▶ **Assignment**: Write out everything from the line containing "The format of" down to the line containing "box: [3, 155, 12, 164]", substituting "cues" for "prompts" and leaving all else unchanged.

▶ **Task material**:

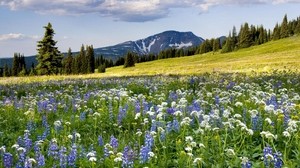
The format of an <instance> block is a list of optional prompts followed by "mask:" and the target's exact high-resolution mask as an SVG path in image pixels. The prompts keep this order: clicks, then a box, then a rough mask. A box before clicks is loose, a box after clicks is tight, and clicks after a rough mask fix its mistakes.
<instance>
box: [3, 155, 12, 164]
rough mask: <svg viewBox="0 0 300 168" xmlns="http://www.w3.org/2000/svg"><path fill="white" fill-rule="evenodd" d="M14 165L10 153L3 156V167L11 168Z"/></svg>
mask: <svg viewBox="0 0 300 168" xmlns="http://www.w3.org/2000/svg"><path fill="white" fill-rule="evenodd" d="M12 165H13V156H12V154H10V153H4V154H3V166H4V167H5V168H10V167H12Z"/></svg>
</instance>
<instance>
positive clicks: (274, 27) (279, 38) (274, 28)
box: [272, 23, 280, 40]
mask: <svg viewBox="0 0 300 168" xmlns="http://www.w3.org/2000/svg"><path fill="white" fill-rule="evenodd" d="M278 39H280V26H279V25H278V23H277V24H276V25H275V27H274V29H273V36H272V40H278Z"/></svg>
* * *
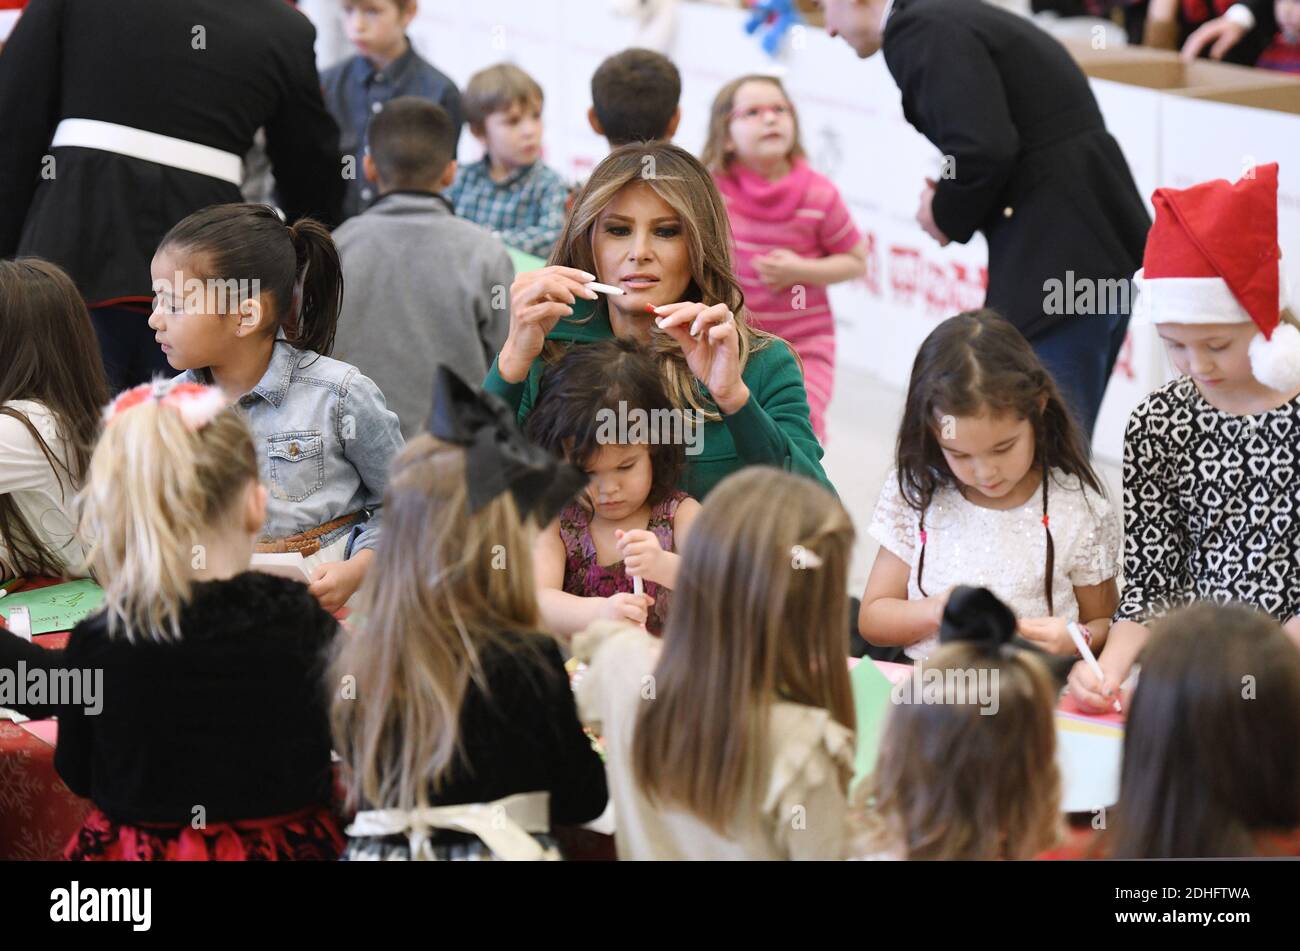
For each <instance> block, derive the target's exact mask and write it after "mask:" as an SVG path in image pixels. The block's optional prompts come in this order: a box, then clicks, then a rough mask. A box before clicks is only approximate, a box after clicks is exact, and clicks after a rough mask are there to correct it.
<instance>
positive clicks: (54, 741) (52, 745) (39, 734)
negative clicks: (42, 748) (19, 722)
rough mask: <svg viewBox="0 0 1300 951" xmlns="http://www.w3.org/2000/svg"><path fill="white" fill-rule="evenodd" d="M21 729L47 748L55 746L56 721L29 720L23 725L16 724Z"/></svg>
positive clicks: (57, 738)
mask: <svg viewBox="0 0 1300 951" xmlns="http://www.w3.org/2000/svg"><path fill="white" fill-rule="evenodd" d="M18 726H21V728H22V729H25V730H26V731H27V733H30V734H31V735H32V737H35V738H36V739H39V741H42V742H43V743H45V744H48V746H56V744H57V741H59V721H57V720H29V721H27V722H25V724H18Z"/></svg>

▶ **Answer section**:
The format of an <instance> block is a list of optional cues followed by "mask:" and the target's exact high-resolution mask as an SVG path in image pixels. The cues keep this order: clicks, then a box, then a rough mask. A box before clicks is loose, a box after clicks is tight, and clicks after a rough mask fix its mistakes.
<instance>
box: [3, 155, 12, 164]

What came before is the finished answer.